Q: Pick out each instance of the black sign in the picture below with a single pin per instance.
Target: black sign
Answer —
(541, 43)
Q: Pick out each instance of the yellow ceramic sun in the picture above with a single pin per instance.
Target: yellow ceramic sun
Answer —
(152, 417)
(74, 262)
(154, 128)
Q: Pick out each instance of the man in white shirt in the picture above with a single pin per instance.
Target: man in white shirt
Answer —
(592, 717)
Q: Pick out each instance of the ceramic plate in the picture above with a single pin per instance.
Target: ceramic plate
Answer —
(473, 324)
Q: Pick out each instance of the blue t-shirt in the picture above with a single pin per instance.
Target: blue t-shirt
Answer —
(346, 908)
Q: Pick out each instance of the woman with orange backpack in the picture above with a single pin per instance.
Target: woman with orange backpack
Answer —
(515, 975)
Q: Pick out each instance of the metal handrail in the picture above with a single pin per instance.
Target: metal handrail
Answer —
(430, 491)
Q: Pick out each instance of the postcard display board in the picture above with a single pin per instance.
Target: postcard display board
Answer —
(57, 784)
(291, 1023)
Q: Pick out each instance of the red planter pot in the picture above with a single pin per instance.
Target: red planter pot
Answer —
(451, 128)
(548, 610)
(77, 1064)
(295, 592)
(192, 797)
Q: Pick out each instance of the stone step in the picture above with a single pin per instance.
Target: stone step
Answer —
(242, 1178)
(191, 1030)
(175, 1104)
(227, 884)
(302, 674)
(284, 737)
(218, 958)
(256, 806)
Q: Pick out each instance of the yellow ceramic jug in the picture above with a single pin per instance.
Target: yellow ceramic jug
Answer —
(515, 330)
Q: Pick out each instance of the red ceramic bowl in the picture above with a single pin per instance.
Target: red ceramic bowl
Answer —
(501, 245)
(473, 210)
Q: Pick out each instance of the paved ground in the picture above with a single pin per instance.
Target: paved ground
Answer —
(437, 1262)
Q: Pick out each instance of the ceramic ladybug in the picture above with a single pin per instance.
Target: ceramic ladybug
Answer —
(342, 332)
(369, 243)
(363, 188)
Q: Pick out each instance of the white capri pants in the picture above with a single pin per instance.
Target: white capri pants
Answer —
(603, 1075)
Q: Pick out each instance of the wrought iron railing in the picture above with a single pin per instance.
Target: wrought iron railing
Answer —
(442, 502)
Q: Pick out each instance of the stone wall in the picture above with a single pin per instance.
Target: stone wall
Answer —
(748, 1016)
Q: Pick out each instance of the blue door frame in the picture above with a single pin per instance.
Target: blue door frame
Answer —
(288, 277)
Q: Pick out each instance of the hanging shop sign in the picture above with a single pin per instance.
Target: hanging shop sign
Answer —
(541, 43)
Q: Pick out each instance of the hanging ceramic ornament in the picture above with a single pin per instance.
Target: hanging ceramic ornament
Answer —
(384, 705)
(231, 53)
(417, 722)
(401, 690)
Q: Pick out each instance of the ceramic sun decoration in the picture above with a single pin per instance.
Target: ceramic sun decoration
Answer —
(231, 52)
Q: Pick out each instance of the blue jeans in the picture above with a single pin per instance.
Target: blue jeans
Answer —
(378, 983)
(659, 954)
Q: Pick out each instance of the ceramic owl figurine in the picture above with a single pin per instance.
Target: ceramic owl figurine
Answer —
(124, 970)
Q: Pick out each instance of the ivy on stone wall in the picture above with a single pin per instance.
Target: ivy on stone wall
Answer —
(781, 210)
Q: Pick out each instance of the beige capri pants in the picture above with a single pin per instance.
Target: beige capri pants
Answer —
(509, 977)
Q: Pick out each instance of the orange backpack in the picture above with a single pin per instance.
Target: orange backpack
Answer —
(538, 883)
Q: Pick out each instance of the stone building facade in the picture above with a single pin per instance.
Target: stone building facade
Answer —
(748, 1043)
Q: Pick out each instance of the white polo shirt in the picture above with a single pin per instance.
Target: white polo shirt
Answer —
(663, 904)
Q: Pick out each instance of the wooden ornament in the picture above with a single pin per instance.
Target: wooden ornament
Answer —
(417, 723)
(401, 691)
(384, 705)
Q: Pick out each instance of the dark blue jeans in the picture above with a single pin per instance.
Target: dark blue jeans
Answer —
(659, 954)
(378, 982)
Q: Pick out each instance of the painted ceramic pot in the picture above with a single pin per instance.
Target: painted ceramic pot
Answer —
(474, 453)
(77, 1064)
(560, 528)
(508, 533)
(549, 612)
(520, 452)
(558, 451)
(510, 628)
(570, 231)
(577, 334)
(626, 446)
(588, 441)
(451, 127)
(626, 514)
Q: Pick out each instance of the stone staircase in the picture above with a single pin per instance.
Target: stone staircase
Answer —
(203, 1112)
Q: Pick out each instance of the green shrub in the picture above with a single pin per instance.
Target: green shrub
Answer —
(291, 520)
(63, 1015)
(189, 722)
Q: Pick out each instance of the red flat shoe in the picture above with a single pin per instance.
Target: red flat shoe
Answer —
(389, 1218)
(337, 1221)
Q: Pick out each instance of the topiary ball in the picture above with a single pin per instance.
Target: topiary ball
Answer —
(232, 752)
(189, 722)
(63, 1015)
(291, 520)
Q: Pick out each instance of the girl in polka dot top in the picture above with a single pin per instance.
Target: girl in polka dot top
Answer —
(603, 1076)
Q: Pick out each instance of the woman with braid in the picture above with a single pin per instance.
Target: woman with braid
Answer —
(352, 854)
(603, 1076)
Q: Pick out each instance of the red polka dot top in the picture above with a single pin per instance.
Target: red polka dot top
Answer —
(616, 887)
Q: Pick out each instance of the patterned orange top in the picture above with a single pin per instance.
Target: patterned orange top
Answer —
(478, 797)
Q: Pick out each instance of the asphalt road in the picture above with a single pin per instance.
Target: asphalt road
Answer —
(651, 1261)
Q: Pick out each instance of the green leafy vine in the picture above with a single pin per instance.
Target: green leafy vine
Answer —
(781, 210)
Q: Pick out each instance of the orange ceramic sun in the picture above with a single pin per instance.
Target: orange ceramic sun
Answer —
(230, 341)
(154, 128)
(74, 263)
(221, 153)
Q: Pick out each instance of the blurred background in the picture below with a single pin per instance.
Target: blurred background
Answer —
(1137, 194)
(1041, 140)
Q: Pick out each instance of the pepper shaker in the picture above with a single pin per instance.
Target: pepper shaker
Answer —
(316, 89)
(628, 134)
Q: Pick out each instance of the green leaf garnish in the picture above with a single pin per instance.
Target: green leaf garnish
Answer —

______________________________

### Stated exercise
Rewrite the material starting with the line with "Q: Pick out each instance of the woman with braid" and going on through the line with "(1041, 140)", putting "gravel road" wherever "asphalt road" appears and keeping everything else the same. Give only those lines.

### Full output
Q: Pick out each instance of the woman with braid in the picture above with a single pin per instance.
Target: woman with braid
Answer —
(352, 854)
(603, 1076)
Q: Pick out each instance of the red polka dot top in the picture above with a single pin per instance.
Target: red polka dot top
Answer —
(616, 887)
Q: Pick out each instance of the patterned orange top in the picture above with a single pin per instance.
Target: patterned orange top
Answer —
(478, 797)
Q: Pick out each instance of the gravel road in the picture above with a single pin per instance.
Target: gravel road
Answer —
(651, 1261)
Q: Pick out each instance of the green leafy vine in the picture above with a single pin per instance.
Target: green leafy vine
Answer —
(781, 210)
Q: Pick out each instance of the orange ceramic sun in the picture above with a single pin per instance.
Target: orange ceramic sun
Answer —
(230, 341)
(154, 128)
(74, 263)
(221, 153)
Q: Pick out each instance of the blurred background in the picture below with a single pin per instance.
Target: blurred background
Answer —
(1137, 194)
(1041, 140)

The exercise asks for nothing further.